**** SOURCE EXTRACT

A former SMU graduate student filed a potential class-action lawsuit against the university last week, alleging the university didn’t meet its “obligation to provide in-person educational services along with other experiences, opportunities, and services” students paid for after they transitioned to virtual learning during the spring semester because of COVID-19.
Luke Hogan of Keller, who graduated after the spring semester, filed the lawsuit in Dallas County District Court on behalf of himself and “others similarly situated” who paid tuition and fees that semester. Hogan was charged about $25,000 in tuition and fees during the spring semester, according to court documents. The lawsuit claims SMU was unable to provide in-person educational experiences, services, and opportunities for about 59% of the spring 2020 semester.
The average tuition cost for both in-state and out-of-state residents was approximately $37,955 for the spring semester, according to court records.

********
**** DATA SHOWN

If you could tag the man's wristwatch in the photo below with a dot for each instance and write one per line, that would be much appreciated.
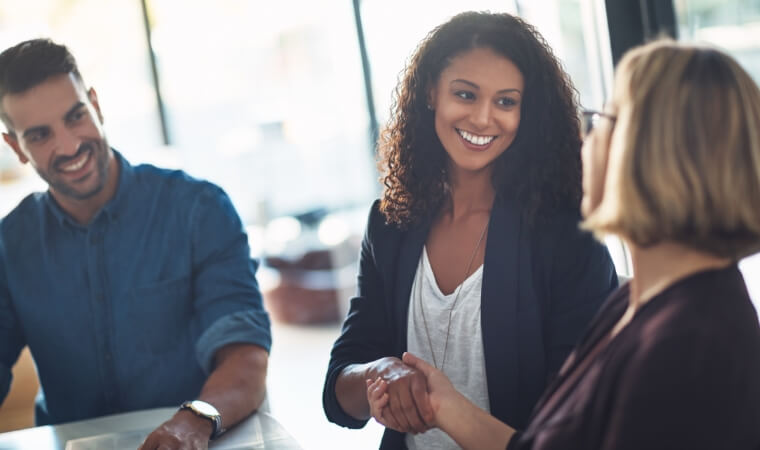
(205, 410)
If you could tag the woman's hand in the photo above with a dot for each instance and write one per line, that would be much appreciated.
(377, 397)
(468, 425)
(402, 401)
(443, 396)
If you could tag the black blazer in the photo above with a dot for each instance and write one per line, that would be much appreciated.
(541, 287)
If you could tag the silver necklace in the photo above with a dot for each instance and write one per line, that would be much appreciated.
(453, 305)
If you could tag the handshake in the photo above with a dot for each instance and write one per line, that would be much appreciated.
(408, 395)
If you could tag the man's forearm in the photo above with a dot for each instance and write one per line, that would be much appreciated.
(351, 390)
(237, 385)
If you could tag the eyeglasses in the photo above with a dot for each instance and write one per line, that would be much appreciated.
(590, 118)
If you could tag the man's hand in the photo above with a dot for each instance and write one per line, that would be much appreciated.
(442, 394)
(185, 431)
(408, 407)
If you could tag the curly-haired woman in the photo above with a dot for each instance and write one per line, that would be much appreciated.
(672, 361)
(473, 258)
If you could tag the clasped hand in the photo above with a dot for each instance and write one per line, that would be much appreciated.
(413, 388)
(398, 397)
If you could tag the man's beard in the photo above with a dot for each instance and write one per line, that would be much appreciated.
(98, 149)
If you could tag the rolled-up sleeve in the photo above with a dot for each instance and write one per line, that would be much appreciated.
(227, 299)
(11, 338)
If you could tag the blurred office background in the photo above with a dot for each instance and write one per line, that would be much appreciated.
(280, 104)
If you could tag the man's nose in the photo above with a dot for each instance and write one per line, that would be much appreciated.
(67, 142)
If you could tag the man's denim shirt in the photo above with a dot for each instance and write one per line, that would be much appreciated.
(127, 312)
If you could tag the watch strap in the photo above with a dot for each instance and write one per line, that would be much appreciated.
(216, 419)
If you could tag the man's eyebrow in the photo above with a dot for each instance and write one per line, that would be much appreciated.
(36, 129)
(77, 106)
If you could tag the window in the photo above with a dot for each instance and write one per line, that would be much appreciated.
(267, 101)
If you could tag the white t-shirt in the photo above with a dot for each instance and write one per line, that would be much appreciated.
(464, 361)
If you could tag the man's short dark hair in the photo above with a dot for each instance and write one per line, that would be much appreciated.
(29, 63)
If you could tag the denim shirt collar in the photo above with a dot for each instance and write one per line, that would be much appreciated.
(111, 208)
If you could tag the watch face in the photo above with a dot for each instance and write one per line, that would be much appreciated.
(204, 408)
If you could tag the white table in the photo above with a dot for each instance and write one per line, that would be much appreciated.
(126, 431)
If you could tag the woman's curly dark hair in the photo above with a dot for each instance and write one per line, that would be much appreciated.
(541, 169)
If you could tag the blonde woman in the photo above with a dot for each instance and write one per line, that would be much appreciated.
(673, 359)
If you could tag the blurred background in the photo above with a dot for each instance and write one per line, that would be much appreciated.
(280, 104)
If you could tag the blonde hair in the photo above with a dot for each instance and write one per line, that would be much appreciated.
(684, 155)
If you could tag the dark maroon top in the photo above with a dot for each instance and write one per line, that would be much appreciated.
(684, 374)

********
**** DATA SHOWN

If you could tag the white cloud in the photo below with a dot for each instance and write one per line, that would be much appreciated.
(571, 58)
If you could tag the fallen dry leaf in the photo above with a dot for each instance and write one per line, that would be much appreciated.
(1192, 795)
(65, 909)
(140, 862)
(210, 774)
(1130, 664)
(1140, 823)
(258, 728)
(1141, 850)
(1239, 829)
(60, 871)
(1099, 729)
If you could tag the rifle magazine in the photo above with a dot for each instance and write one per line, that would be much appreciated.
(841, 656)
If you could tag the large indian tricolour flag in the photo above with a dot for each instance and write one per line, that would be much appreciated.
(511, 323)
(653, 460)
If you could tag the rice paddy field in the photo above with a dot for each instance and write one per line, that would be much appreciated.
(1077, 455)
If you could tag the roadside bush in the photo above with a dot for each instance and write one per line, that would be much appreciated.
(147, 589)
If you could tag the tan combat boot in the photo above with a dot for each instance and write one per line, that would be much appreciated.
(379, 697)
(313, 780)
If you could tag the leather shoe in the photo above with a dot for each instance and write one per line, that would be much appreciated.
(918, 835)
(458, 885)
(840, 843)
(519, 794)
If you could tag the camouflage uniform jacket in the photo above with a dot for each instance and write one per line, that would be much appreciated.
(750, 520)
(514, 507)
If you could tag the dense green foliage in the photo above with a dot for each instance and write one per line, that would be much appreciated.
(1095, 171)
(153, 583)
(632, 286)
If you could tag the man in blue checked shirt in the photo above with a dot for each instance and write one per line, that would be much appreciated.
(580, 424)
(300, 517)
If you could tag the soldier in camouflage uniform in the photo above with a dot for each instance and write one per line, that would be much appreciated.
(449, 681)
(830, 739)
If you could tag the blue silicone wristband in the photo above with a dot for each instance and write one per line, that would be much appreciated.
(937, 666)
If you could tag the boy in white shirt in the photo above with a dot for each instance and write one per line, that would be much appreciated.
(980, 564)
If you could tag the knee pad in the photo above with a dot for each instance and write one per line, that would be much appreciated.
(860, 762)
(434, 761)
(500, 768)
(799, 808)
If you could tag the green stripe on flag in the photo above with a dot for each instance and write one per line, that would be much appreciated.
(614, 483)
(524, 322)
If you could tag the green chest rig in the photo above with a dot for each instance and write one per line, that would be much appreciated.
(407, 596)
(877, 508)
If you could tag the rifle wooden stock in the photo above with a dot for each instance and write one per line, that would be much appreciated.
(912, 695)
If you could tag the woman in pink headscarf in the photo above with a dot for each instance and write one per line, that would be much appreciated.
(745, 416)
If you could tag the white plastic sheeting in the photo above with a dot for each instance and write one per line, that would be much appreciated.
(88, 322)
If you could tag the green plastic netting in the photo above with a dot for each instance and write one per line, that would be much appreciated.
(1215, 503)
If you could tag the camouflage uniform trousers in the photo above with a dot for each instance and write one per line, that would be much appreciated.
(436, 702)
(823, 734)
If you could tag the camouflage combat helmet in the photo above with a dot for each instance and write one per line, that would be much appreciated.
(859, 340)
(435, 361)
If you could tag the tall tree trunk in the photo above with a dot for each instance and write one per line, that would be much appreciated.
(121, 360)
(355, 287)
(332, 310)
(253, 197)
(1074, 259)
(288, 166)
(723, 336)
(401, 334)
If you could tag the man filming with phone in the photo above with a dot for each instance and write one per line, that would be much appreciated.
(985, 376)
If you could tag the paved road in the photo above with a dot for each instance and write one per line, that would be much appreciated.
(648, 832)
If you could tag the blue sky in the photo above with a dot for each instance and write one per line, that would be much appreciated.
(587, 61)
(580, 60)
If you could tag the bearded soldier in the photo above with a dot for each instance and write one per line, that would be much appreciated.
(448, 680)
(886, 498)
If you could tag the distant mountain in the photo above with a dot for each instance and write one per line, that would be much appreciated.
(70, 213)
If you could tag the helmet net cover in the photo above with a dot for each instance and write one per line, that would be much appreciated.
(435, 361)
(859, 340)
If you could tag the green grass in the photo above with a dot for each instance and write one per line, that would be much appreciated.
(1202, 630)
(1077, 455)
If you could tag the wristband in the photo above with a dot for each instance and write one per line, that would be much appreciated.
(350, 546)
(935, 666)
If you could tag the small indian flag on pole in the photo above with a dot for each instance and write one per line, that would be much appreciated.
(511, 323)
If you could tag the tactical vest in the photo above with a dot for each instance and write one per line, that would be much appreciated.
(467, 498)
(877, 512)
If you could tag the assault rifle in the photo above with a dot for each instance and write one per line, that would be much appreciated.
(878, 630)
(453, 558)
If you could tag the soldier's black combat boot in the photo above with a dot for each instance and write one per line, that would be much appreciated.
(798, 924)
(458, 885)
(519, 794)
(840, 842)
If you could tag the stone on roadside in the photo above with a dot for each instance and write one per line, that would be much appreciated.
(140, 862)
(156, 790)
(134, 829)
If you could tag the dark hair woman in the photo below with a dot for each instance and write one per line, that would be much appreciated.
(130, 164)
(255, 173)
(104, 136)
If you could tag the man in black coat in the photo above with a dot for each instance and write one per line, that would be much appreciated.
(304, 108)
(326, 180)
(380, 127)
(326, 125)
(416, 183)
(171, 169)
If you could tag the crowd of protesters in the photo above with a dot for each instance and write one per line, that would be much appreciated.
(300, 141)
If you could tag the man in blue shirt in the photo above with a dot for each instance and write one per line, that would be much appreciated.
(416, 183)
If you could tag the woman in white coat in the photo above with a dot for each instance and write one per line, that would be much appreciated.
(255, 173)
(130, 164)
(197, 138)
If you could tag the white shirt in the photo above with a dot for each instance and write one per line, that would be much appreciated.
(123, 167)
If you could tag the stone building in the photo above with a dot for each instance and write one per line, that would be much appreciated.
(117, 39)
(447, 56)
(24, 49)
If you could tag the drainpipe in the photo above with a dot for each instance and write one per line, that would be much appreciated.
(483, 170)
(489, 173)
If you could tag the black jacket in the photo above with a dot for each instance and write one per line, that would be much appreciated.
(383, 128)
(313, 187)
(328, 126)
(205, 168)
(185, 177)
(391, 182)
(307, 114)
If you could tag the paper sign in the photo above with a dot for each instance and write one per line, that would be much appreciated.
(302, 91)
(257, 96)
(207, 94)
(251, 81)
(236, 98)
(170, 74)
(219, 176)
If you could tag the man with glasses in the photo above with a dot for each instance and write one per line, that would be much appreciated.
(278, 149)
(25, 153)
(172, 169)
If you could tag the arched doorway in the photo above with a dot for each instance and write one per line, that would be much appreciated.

********
**** DATA SHOWN

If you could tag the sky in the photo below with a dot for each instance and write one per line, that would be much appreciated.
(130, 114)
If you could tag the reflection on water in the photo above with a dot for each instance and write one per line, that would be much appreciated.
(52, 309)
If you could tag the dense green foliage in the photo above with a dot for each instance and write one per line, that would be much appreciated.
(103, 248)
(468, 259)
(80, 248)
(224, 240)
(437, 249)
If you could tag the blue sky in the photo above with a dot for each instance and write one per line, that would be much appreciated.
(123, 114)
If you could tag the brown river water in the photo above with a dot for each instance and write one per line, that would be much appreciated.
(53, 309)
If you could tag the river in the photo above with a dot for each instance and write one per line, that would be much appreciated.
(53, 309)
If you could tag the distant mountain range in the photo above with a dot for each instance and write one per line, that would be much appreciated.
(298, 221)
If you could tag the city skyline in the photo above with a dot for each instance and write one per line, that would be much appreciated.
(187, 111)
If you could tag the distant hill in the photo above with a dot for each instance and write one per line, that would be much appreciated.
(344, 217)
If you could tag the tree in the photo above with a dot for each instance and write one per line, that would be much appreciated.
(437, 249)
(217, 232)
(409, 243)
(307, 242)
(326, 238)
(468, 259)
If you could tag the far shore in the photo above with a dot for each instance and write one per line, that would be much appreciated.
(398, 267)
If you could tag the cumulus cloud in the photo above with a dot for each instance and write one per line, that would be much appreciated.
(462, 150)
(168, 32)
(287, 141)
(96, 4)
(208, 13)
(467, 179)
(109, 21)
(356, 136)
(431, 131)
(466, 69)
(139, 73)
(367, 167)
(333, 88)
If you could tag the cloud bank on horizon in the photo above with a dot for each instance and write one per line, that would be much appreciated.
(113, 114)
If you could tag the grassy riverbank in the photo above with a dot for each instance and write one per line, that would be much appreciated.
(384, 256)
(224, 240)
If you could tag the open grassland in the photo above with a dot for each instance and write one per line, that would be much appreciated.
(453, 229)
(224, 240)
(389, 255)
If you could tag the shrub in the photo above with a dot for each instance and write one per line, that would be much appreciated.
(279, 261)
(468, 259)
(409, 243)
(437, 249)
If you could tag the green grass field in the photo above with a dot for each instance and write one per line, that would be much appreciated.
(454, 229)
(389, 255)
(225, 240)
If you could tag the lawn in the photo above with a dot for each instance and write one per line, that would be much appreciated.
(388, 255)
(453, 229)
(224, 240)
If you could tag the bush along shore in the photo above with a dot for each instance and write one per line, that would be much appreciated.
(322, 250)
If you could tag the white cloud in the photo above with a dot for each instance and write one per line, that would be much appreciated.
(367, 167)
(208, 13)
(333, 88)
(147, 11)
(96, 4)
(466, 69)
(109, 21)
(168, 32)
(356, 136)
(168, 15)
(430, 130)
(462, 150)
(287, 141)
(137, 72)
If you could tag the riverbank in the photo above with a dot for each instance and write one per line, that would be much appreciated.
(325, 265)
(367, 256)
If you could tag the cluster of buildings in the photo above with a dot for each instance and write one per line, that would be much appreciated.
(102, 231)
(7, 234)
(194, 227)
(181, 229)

********

» TO DO
1. Using the article about the SMU lawsuit, mark each statement yes or no and quote the words that decide it: (a) Hogan filed the suit in Dallas County District Court. (b) Hogan was charged about $37,955 in tuition and fees for the spring semester. (c) The suit claims SMU could not provide in-person experiences for about 59% of the spring 2020 semester.
2. Please go on with the article about the SMU lawsuit, picking up after its final sentence.
Nothing in the listing matters here.

» ANSWERS TO THE EXERCISES
1.
(a) Yes: "filed the lawsuit in Dallas County District Court"
(b) No: "Hogan was charged about $25,000 in tuition and fees during the spring semester"
(c) Yes: "for about 59% of the spring 2020 semester"

2.
In the suit, Hogan is seeking a pro-rata refund of tuition and fees “for in-person educational services as well as other marketed collegiate experiences and services that were not provided” for himself and class members.
SMU announced on its website in the spring that the university would offer credit adjustments for housing, dining, and parking expenses in light of the COVID-19 pandemic, but not for tuition or general student fees.
SMU told NBC5 in response to a question about why those fees weren’t waived that the university is “making adjustments to deal with a large budget gap created by COVID-19.”
The credit adjustments varied depending on student situation, but ranged from about 36% to 37.5% of the total semester’s charges for housing, meal plans, and student parking, according to the university’s website.